PROBLEMS.
1. When one list holding all the data is passed to cosine_similarity, which pairs does the cosine similarity thread say get compared?
2. In the cosine similarity thread, what error appears when cosine_similarity is called directly on the two string lists?

ARTICLE.

_ _ _

How to calculate the cosine similarity of two string list by sklearn?-CodePudding

I have two lists with string like that,

a_file = ['a', 'b', 'c']
b_file = ['b', 'x', 'y', 'z']

I want to calculate the cosine similarity of these two list and I know how to realize it by,

# count word occurrences
a_vals = Counter(a_file)
b_vals = Counter(b_file)

# convert to word-vectors
words  = list(a_vals.keys() | b_vals.keys())
a_vect = [a_vals.get(word, 0) for word in words]       
b_vect = [b_vals.get(word, 0) for word in words]        

# find cosine
len_a  = sum(av*av for av in a_vect) ** 0.5             
len_b  = sum(bv*bv for bv in b_vect) ** 0.5             
dot    = sum(av*bv for av,bv in zip(a_vect, b_vect))   
cosine = dot / (len_a * len_b) 

print(cosine)

However, if I want to use cosine_similarityin sklearn, it shows the problem:could not convert string to float: 'a' How to correct it?

from sklearn.metrics.pairwise import cosine_similarity

a_file = ['a', 'b', 'c']
b_file = ['b', 'x', 'y', 'z']
print(cosine_similarity(a_file, b_file))

CodePudding user response：

It seems it needs

word-vectors,
two dimentional data (list with many word-vectors)

print(cosine_similarity( [a_vect], [b_vect] ))

Full working code:

from collections import Counter
from sklearn.metrics.pairwise import cosine_similarity

a_file = ['a', 'b', 'c']
b_file = ['b', 'x', 'y', 'z']

# count word occurrences
a_vals = Counter(a_file)
b_vals = Counter(b_file)

# convert to word-vectors
words  = list(a_vals.keys() | b_vals.keys())
a_vect = [a_vals.get(word, 0) for word in words]       
b_vect = [b_vals.get(word, 0) for word in words]        

# find cosine
len_a  = sum(av*av for av in a_vect) ** 0.5             
len_b  = sum(bv*bv for bv in b_vect) ** 0.5             
dot    = sum(av*bv for av,bv in zip(a_vect, b_vect))   
cosine = dot / (len_a * len_b) 

print(cosine)
print(cosine_similarity([a_vect], [b_vect]))

Result:

0.2886751345948129
[[0.28867513]]

EDIT:

You can also use one list with all data (so second argument will be None)
and it will compare all pairs (a,a), (a,b), (b,a), (b,b).

print(cosine_similarity( [a_vect, b_vect] ))

Result:

[[1.         0.28867513]
 [0.28867513 1.        ]]

You can use longer list [a,b,c, ...] and it will check all possible pairs.

Documentation: cosine_similarity

_ _ _

SUPPLIED MATERIAL.
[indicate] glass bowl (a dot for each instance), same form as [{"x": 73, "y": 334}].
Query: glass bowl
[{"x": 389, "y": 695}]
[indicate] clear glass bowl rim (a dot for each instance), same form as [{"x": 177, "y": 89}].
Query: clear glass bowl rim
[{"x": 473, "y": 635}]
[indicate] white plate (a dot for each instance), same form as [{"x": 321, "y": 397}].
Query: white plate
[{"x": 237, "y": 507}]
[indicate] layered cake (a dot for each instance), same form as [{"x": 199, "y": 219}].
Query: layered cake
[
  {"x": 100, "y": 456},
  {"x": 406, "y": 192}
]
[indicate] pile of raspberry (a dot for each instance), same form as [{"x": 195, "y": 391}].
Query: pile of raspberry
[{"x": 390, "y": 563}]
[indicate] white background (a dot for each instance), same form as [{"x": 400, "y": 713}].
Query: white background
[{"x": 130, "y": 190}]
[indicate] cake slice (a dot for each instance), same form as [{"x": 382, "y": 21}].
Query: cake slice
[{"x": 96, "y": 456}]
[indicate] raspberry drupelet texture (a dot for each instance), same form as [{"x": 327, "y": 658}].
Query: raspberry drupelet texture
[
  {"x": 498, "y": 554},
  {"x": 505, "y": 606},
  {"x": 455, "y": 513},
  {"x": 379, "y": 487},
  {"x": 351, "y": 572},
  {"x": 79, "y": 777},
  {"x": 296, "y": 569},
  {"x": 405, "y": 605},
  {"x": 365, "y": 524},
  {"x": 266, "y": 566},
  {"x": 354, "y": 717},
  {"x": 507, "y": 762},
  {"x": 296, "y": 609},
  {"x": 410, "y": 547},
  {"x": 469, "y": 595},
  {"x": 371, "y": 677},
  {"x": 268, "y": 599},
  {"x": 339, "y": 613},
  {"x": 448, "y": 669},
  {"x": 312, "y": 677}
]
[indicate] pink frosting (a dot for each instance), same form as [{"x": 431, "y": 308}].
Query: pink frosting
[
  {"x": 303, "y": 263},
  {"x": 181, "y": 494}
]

_ _ _

EXPECTED OUTPUTS.
1. (a,a), (a,b), (b,a), (b,b)

2. could not convert string to float: 'a'